Segment Start: GIVEN DATA
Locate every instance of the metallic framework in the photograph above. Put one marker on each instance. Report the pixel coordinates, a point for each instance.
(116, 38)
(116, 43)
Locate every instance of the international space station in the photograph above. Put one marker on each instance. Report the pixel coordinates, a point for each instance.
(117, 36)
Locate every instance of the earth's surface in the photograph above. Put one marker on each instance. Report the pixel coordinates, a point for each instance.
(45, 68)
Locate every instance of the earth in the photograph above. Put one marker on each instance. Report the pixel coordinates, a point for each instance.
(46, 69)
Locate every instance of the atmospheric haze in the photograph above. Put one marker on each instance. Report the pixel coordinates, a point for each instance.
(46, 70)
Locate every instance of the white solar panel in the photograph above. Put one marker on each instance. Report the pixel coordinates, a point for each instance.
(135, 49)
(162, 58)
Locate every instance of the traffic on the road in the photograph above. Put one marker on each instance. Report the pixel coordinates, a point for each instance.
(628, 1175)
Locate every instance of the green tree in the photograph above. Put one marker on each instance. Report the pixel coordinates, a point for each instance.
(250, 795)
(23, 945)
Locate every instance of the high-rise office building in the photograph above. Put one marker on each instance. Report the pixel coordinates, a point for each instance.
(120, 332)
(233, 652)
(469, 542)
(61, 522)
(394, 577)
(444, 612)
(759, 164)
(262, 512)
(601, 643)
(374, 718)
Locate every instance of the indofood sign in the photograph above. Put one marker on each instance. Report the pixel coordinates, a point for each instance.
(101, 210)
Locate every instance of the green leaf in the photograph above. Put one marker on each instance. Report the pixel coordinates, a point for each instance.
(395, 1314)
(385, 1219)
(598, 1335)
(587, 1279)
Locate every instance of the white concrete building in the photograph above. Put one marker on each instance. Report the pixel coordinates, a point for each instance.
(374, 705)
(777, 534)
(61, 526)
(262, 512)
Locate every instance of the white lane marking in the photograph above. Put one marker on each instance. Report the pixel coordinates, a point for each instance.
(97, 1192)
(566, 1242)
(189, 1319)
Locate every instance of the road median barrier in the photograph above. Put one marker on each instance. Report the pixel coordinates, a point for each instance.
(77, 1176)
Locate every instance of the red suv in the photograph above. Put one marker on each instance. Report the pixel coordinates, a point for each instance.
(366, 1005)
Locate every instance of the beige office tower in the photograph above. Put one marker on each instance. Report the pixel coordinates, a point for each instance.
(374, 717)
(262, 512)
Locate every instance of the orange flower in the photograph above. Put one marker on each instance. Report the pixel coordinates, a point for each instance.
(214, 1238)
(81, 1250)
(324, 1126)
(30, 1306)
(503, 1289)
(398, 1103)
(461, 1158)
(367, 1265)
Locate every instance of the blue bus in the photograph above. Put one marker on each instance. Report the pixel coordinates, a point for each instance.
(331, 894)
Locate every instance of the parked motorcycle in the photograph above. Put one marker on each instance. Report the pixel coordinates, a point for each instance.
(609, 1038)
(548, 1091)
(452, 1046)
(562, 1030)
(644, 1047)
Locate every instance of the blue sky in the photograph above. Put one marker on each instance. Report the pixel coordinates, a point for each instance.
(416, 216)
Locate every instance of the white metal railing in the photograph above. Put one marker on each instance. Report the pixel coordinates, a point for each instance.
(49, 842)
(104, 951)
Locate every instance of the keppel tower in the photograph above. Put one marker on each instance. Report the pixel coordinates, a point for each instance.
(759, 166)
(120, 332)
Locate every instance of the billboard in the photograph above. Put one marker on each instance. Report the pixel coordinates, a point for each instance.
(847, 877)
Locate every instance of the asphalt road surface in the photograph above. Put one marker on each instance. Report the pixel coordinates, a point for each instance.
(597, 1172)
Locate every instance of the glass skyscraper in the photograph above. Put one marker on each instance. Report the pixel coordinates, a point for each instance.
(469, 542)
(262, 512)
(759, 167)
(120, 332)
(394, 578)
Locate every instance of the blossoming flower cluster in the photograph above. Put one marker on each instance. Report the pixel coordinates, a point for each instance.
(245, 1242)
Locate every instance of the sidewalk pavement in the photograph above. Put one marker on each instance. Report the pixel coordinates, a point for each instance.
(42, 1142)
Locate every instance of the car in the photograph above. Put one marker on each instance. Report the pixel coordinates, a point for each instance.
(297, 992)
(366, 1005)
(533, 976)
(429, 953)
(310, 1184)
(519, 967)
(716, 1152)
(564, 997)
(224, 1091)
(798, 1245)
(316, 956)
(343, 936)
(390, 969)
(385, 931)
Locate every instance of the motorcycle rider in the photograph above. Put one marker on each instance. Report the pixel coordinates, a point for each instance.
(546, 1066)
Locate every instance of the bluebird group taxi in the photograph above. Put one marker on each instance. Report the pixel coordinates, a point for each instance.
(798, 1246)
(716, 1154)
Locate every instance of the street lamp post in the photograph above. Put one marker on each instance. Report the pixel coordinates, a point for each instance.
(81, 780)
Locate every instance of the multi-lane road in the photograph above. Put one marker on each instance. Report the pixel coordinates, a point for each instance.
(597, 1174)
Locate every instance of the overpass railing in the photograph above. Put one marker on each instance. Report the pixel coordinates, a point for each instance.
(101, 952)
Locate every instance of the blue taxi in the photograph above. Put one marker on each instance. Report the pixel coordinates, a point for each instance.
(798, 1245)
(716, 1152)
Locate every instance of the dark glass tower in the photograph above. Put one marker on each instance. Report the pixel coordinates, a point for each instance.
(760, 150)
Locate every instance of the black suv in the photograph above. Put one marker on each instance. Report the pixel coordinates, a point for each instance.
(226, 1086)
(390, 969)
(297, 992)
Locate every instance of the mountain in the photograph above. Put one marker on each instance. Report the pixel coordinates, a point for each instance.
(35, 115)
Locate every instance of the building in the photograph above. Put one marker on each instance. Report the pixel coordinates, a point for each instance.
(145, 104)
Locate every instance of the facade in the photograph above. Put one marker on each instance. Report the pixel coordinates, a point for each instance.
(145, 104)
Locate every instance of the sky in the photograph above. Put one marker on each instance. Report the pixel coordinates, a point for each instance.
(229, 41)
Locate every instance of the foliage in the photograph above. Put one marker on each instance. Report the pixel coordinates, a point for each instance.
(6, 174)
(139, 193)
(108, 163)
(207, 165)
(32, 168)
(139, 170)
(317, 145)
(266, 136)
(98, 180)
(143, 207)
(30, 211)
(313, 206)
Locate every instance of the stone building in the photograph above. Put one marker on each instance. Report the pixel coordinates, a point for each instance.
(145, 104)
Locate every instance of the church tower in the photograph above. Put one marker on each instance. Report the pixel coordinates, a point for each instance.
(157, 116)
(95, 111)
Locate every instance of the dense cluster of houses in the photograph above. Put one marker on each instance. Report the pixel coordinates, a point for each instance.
Segment End: GIVEN DATA
Retype all of the records above, keeping them identical.

Locate every instance of the metallic framework in the photograph above. Put one marker on each instance. Report the pixel coordinates, a point for each instance.
(116, 38)
(116, 43)
Locate every instance of the international space station in the photograph above. Put one marker on each instance. Report the pixel coordinates, a point for each instance.
(117, 36)
Locate every instance of the earth's surface in the photograph above. Put one marker on each instance. Report the pixel coordinates, a point for each instance.
(45, 68)
Locate every instance of the earth in the photograph above. Put one marker on each instance. Report the pixel coordinates, a point for each instance.
(46, 69)
Locate every instance of the atmospheric haze in the photograph above. Put one marker on each instance. Report the pixel coordinates, a point for each instance.
(46, 70)
Locate every instance of the white solar panel in the photograph above. Put one marker on each instance. Report the pixel coordinates, a point for each instance.
(135, 49)
(162, 58)
Locate every instance of the traffic on the road in the photograph above. Put one marker on each instance. Report the pixel coordinates, a point for each instance.
(628, 1175)
Locate every instance of the green tree in the photograph above. Put one marker on each instance. Report the pixel coordinates, a point for each instance.
(250, 795)
(23, 945)
Locate every instance of the high-rise office building in the photograph above. Put one marker on each instance. Report the pixel coordinates, a point for each instance.
(120, 332)
(233, 652)
(469, 542)
(61, 522)
(394, 577)
(444, 612)
(759, 164)
(262, 512)
(601, 643)
(374, 718)
Locate every instance of the indofood sign in the photograph above. Put one marker on each instance. Report the pixel coordinates, a point for each instance.
(101, 210)
Locate every instance of the green leaf in the photograph above. Put one marker on each instance. Report the pixel coordinates, a point for each instance.
(395, 1314)
(385, 1219)
(598, 1335)
(587, 1279)
Locate every instance of the white concrete building in the photograph above. Put one marker on each instance. Report the pixel coordinates, a point for each instance.
(374, 705)
(777, 534)
(61, 526)
(262, 512)
Locate every instance of the white lane marking in the photograph above. Put one marker on each instance. Report the pixel coordinates, a point for each instance.
(97, 1192)
(566, 1242)
(189, 1319)
Locate every instance of the road median barrier in the photograph above. Put one marker on each instance. Report the pixel coordinates, a point for each instance.
(77, 1176)
Locate every instance of the red suv in the photograph above. Put one marker on each instance. Report the pixel coordinates, a point for each instance.
(366, 1005)
Locate every instance of the beige office tower in the photograph above. Put one marker on each instance. Report the pixel coordinates, a point for each instance.
(374, 717)
(262, 512)
Locate every instance of the orange flower in the photograph above. Put one marker on each instance. Report the pixel coordinates, a point for each instance.
(214, 1238)
(81, 1250)
(324, 1126)
(30, 1306)
(503, 1289)
(398, 1103)
(461, 1158)
(367, 1265)
Locate every instance of the blue bus in the photograph above. Put one marker on each instance. Report the pixel coordinates, a point for each instance.
(331, 894)
Locate every instance of the parked motorcycle in the photograph above. Put one marker on each instance. Report the pixel coordinates, a point for each instance.
(609, 1038)
(548, 1091)
(452, 1046)
(562, 1030)
(644, 1047)
Locate every instance of the blue sky in the photograph above. Put one marker on each instance. Report the pixel coordinates, a point for each instance.
(416, 216)
Locate every instance of the white metal railing in the photograph above. Put one marker on each instance. Report the pixel coordinates, a point for each instance.
(49, 842)
(104, 951)
Locate every instance of the keppel tower in the photograph above. Put one marker on each instance. Report the pixel coordinates, a point for each instance.
(759, 166)
(120, 332)
Locate every instance of the billboard in the photograph above. Put one marker on each instance. Report the pixel coordinates, a point for each instance.
(847, 877)
Locate every instance of the asphalt road surface in the photograph above. Put one marker on each instance. Report the pixel coordinates, a point for each instance.
(597, 1172)
Locate every instance of the glass skyscraper in the photograph above. Put one marker on each instance. Report the pixel coordinates, a point for each instance.
(469, 542)
(262, 512)
(759, 167)
(120, 332)
(394, 578)
Locate every instance of the blossoming flower cluster in the photograph above. Put one marker on each instance. Report the pixel coordinates, a point for each instance.
(245, 1242)
Locate every instance of the sidewalk pavement in the photograph above. Put one marker on each instance. Report the pixel coordinates, a point for each instance.
(42, 1142)
Locate every instance of the car in the photograph above. Put one marker on each instance. Report the pixel coordinates, a point for each instance.
(297, 992)
(366, 1005)
(533, 976)
(429, 953)
(310, 1184)
(519, 967)
(716, 1152)
(564, 997)
(224, 1091)
(798, 1245)
(316, 956)
(343, 936)
(390, 969)
(385, 931)
Locate every instance of the motorcycle rider in the photograph above. Put one marker on each instance. Report the pixel coordinates, a point for each instance.
(546, 1066)
Locate every instance of the bluebird group taxi in the photograph above. Put one marker on each instance. Report the pixel coordinates, a point for each instance.
(798, 1246)
(716, 1154)
Locate every instance of the street lamp post in the photograph above. Put one marker on each instance. Report the pixel coordinates, a point for each instance.
(81, 780)
Locate every instance of the multi-lane road in the photograph above. Put one marker on each instance. Report the pixel coordinates, a point for each instance.
(597, 1174)
Locate every instance of the overpass railing in the photograph above. Put one marker on each instance. Report the pixel coordinates, a point for each instance.
(101, 952)
Locate every instance of the blue taxi in the photograph above. Put one marker on each instance. Report the pixel coordinates, a point for each instance.
(798, 1245)
(716, 1152)
Locate every instance of the dark glass tower in the photograph above. Put one marker on each instance. Report the pixel coordinates, a point for each instance.
(760, 150)
Locate every instance of the black suv in the photograph above. Put one marker on each instance. Report the pixel coordinates, a point for each instance.
(226, 1086)
(390, 969)
(297, 992)
Locate every instance of the mountain in the photograph above. Put one marker on each instance. Report the pixel coordinates, a point for each instance.
(35, 115)
Locate every instance of the building in the photograph above. Put one marker on each instance. Report the pixel coordinates, a point for each instance.
(145, 104)
Locate every instance of the facade in the photograph above. Put one marker on each instance. Report the pixel coordinates, a point for each instance.
(145, 104)
Locate every instance of the sky in the photograph above. Put one marker on each instance. Report the pixel coordinates, a point for each instance.
(229, 41)
Locate every instance of the foliage in the photograph above. Put one marker on each instance. Report the pixel coordinates, a point for each instance.
(6, 174)
(139, 193)
(108, 163)
(207, 165)
(32, 168)
(139, 170)
(317, 145)
(266, 136)
(98, 180)
(143, 207)
(30, 211)
(313, 206)
Locate every instance of the stone building in the photograph above. Put one marker on each instance. Report the pixel coordinates, a point for each instance.
(145, 104)
Locate every instance of the church tower in the photograph above. Put one marker on each instance. Report the pixel coordinates, a point for each instance.
(157, 116)
(95, 111)
Locate every instance of the dense cluster of houses in the photograph above. Put one marker on each instance. Report the pixel coordinates, a point for each instance.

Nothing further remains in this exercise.